● **TRY IT**
Lines from the records below that contain the word "target" are to be copied out.

··· DATA EXTRACTS ···

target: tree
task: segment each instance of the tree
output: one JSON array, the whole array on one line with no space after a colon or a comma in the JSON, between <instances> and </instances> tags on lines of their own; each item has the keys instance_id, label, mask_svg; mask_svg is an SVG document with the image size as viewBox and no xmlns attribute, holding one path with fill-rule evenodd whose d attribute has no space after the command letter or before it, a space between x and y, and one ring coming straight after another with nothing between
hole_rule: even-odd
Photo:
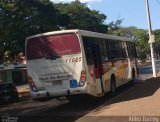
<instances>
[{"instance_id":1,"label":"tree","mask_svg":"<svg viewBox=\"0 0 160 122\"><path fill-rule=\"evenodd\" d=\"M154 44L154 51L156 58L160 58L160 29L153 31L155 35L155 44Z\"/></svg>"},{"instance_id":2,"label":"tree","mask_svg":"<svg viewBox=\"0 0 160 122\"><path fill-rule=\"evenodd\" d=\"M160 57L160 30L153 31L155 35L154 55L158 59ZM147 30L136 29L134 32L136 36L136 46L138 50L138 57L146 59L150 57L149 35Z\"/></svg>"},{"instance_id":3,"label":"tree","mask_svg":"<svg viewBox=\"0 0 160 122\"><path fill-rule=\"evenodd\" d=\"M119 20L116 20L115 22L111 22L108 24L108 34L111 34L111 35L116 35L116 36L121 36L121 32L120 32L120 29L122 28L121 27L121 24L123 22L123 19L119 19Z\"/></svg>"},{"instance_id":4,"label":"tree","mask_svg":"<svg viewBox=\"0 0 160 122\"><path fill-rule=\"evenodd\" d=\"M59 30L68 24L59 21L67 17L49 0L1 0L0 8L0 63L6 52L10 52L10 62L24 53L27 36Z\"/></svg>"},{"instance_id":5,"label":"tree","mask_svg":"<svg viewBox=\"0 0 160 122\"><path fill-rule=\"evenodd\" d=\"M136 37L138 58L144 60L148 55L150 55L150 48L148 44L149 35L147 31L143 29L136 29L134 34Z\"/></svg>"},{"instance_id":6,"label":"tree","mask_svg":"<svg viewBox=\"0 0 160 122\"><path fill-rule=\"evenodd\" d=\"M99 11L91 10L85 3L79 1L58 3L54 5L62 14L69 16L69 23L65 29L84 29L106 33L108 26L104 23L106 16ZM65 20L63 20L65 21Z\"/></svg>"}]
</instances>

···
··· DATA EXTRACTS ···

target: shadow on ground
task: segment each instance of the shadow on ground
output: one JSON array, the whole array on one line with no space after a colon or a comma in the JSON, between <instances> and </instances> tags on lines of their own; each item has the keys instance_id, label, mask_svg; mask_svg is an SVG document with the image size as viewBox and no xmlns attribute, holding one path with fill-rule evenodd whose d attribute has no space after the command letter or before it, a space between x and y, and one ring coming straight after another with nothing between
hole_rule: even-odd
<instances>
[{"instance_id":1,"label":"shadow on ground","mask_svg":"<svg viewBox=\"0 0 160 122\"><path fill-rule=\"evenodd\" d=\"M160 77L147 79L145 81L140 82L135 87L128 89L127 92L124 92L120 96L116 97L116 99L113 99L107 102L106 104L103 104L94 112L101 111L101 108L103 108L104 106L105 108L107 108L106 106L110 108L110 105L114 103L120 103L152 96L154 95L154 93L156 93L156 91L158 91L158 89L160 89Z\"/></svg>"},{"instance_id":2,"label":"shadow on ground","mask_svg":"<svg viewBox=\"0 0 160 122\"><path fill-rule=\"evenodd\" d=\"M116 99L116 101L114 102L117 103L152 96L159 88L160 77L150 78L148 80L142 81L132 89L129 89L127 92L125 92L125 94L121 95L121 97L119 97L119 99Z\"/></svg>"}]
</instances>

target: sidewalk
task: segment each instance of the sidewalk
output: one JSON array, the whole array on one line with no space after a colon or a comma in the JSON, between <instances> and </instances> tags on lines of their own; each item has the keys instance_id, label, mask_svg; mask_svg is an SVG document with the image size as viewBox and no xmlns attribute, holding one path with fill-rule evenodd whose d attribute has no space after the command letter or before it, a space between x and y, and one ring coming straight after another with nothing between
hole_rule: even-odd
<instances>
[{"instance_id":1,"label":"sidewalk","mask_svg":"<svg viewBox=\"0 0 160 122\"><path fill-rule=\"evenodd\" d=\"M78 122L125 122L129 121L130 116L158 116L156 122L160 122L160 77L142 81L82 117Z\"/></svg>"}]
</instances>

···
··· DATA EXTRACTS ···

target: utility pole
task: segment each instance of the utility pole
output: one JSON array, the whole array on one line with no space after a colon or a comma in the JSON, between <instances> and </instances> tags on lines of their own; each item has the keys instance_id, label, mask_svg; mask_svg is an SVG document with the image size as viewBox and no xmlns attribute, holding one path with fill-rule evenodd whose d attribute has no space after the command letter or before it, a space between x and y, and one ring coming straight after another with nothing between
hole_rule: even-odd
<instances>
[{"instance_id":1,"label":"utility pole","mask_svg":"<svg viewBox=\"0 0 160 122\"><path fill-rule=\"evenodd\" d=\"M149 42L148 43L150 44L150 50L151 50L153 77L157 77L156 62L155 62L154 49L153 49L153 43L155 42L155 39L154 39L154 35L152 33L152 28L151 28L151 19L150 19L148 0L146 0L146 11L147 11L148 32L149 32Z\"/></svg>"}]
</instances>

···

● **ANSWER TO THIS PROBLEM**
target: tree
target: shadow on ground
target: sidewalk
target: utility pole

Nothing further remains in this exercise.